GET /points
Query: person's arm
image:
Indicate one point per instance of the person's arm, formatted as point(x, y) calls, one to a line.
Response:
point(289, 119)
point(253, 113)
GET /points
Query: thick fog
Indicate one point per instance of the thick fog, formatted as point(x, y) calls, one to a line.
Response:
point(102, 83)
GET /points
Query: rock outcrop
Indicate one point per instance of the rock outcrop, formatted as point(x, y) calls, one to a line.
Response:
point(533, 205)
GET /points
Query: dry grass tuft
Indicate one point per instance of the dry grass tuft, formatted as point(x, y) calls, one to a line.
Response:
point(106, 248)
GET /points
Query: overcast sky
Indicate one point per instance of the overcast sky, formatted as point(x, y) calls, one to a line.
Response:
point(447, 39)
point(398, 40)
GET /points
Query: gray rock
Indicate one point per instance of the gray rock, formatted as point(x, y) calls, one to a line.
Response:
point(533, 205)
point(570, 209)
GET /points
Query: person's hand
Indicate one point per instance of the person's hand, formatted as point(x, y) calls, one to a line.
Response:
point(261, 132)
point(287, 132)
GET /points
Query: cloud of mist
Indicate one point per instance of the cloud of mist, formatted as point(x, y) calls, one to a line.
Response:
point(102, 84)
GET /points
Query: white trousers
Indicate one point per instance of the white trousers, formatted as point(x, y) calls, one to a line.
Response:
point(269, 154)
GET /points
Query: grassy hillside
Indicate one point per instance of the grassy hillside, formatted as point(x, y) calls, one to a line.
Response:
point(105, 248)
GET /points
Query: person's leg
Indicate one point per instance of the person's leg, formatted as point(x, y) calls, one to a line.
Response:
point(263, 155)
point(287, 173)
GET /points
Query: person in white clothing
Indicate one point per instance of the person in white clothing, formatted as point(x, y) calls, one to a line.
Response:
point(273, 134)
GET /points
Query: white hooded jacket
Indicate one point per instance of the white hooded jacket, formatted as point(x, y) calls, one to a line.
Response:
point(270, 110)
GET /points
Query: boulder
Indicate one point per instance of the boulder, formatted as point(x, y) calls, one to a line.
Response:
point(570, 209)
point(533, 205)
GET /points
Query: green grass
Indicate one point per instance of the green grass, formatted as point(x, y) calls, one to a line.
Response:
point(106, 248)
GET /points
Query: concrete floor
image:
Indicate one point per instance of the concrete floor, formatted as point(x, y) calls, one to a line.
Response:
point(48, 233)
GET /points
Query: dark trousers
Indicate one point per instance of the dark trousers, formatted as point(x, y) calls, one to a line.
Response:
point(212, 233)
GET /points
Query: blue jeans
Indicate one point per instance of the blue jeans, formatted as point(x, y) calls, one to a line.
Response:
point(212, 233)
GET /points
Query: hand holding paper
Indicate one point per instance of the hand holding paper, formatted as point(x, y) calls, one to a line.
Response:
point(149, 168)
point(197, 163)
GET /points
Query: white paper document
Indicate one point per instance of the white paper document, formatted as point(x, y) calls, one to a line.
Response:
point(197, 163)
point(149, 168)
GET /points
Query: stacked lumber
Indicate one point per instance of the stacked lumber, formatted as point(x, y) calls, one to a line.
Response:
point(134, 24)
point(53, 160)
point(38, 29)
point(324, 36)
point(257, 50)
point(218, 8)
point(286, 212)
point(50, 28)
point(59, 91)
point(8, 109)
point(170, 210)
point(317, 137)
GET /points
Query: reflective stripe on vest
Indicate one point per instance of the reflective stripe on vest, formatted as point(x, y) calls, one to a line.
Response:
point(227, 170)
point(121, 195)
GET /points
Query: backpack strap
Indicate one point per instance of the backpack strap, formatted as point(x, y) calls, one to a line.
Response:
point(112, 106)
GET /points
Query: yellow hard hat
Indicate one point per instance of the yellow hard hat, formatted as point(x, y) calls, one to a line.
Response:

• PROBLEM STATEMENT
Your reply should be one number, namely how many lines of the material contain "boulder".

• TASK OUTPUT
2